Records for processing START

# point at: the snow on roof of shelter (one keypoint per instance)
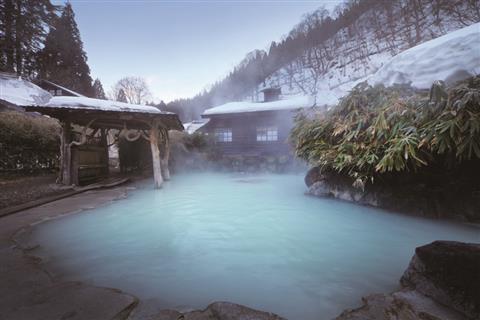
(19, 92)
(451, 57)
(191, 127)
(292, 103)
(84, 103)
(63, 88)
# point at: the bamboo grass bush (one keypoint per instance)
(376, 131)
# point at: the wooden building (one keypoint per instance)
(254, 128)
(16, 93)
(84, 156)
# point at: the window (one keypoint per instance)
(267, 134)
(223, 135)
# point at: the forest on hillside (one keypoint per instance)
(308, 52)
(41, 40)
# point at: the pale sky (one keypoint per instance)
(180, 47)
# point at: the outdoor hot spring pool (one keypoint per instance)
(252, 240)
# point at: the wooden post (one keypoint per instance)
(166, 155)
(66, 156)
(157, 166)
(104, 142)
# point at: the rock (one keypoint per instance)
(448, 272)
(313, 175)
(442, 282)
(401, 305)
(219, 311)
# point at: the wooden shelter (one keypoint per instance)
(80, 160)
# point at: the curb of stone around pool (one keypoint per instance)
(54, 298)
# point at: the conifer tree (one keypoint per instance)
(121, 96)
(63, 59)
(23, 27)
(98, 89)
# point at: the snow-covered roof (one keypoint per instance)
(74, 93)
(292, 103)
(99, 105)
(21, 92)
(191, 127)
(453, 56)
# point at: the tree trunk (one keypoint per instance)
(18, 39)
(9, 36)
(157, 167)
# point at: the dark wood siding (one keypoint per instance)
(244, 132)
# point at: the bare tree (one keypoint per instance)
(134, 89)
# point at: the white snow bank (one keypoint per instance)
(98, 104)
(191, 127)
(247, 106)
(22, 93)
(74, 93)
(451, 57)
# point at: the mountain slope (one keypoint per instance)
(330, 70)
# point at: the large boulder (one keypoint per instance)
(400, 305)
(219, 311)
(448, 272)
(442, 282)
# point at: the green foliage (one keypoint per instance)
(27, 142)
(377, 130)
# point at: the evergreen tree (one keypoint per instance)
(161, 106)
(63, 59)
(99, 93)
(121, 96)
(23, 26)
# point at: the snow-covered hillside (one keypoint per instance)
(355, 54)
(452, 57)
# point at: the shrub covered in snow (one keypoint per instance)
(27, 142)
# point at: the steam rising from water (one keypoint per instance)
(257, 241)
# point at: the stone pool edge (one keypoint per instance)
(30, 290)
(33, 292)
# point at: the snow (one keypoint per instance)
(191, 127)
(98, 104)
(64, 89)
(247, 106)
(453, 56)
(355, 54)
(20, 92)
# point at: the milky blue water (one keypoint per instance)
(257, 241)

Records for processing END

» **Task prompt**: Set down, exactly as they appear, the line holding "# point at: the shrub" and every line after it until the records end.

» **Exercise result**:
# point at: the shrub covered in snow (one keypoint per instance)
(27, 142)
# point at: the steam rising from water (one keypoint per instance)
(257, 241)
# point at: the stone pool edge (one keypoint per instance)
(30, 290)
(33, 292)
# point at: the snow (one keypoint per instance)
(191, 127)
(98, 104)
(64, 89)
(247, 106)
(453, 56)
(355, 54)
(20, 92)
# point at: the milky blue water (one keypoint per instance)
(257, 241)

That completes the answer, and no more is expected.